▶ **WHAT YOU HAVE TO DO**
Determine the number of lines in the listing below in which the word "pendant" is present, and state it without comment.

▶ **DATA EXTRACT**

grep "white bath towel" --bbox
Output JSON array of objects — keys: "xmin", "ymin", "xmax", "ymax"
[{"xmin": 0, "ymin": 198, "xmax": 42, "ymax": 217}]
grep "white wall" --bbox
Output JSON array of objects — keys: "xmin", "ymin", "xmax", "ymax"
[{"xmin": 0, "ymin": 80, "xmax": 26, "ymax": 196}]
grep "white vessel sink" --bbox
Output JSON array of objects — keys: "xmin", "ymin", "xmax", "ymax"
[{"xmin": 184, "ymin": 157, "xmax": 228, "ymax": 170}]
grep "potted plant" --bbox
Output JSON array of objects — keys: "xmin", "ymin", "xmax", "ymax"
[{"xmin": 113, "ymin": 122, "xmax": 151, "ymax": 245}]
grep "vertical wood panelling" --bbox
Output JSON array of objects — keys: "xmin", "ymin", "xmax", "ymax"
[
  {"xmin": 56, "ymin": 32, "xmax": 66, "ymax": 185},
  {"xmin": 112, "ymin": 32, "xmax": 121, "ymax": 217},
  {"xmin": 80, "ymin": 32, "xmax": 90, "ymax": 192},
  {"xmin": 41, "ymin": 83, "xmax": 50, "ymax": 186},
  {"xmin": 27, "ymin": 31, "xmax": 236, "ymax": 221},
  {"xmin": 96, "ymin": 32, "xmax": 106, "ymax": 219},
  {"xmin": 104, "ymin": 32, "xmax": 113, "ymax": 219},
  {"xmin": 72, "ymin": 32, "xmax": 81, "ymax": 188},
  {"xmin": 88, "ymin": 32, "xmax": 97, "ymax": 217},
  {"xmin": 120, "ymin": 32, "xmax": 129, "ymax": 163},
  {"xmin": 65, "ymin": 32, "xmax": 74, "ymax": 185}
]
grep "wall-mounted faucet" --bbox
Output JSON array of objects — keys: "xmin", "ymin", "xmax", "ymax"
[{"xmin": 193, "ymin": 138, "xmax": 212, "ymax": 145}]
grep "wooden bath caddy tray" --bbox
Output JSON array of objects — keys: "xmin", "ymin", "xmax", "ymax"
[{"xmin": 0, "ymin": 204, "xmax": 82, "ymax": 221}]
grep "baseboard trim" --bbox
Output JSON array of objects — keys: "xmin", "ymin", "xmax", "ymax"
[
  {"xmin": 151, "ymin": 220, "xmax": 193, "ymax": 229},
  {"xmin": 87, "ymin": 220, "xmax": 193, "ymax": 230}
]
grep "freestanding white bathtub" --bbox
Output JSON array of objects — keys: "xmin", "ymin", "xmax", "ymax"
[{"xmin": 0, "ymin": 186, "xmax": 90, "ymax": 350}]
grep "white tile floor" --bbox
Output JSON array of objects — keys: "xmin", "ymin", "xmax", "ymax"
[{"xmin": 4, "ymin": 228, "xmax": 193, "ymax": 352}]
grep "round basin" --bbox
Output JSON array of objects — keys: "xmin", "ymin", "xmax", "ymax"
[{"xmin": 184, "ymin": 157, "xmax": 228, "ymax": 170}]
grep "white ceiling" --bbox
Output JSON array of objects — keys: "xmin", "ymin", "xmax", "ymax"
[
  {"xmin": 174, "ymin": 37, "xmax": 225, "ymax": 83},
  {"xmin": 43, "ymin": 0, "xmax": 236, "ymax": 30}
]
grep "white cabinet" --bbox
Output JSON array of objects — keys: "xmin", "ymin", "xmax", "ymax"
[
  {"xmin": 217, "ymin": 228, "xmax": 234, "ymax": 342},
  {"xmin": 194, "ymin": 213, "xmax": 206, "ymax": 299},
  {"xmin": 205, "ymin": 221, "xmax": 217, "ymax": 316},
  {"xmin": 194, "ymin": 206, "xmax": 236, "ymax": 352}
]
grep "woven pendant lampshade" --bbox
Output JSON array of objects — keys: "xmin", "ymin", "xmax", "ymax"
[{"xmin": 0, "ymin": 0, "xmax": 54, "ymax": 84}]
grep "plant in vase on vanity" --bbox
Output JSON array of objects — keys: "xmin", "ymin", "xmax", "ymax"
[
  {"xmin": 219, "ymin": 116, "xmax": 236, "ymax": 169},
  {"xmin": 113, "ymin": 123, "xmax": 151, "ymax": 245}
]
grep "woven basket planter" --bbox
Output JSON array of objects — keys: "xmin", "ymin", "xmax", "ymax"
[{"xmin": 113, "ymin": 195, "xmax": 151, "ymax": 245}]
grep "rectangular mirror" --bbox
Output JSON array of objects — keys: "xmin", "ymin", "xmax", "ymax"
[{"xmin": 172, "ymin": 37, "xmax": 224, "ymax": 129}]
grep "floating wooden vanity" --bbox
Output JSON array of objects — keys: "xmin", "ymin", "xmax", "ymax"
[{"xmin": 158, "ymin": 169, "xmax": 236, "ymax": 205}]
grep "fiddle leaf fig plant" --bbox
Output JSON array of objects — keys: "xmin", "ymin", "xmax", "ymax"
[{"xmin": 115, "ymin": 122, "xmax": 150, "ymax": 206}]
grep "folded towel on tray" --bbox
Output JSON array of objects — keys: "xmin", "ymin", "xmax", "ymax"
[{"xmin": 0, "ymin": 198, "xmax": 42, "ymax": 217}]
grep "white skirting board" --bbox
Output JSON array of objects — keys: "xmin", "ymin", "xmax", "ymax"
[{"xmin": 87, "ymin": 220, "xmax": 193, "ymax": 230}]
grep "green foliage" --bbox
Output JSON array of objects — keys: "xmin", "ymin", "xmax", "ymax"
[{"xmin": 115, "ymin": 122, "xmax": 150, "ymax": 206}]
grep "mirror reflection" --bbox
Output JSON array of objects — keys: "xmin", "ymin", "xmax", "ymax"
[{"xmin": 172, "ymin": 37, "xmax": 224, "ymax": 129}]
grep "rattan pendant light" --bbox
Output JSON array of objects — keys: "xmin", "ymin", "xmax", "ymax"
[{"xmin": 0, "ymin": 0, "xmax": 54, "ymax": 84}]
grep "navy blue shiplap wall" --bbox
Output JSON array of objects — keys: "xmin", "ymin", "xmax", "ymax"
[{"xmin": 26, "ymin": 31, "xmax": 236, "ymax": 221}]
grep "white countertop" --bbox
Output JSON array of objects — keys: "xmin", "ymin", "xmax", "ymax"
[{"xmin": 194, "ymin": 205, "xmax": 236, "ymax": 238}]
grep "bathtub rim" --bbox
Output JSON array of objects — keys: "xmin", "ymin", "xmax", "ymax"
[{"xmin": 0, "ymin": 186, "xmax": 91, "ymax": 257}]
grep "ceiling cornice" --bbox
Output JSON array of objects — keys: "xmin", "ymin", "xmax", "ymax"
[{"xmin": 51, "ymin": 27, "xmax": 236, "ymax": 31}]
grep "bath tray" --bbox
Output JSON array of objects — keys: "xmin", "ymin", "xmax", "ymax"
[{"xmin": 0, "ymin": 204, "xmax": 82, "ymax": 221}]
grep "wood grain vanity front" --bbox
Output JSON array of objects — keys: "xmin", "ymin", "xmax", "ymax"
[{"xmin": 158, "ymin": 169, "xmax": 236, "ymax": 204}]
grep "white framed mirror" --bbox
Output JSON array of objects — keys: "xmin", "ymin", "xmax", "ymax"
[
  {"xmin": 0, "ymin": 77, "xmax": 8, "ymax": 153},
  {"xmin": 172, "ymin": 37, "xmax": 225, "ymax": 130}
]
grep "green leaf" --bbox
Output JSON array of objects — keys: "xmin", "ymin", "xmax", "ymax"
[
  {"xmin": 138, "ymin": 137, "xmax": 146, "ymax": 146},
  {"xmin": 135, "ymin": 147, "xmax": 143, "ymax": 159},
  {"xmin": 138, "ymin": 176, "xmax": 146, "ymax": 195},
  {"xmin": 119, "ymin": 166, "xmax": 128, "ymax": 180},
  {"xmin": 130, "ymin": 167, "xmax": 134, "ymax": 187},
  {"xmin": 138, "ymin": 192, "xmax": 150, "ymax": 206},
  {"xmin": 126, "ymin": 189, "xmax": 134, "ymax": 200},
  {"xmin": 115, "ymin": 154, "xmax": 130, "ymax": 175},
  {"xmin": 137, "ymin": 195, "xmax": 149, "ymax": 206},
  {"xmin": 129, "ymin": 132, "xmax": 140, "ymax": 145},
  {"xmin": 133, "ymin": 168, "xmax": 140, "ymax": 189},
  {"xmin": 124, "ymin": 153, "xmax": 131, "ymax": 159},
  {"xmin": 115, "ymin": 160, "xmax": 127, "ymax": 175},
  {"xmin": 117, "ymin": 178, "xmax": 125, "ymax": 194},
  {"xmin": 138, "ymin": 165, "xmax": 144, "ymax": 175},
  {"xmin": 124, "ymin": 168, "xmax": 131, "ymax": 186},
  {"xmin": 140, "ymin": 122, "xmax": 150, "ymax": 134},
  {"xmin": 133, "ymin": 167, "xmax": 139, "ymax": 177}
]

▶ **WRITTEN RESPONSE**
2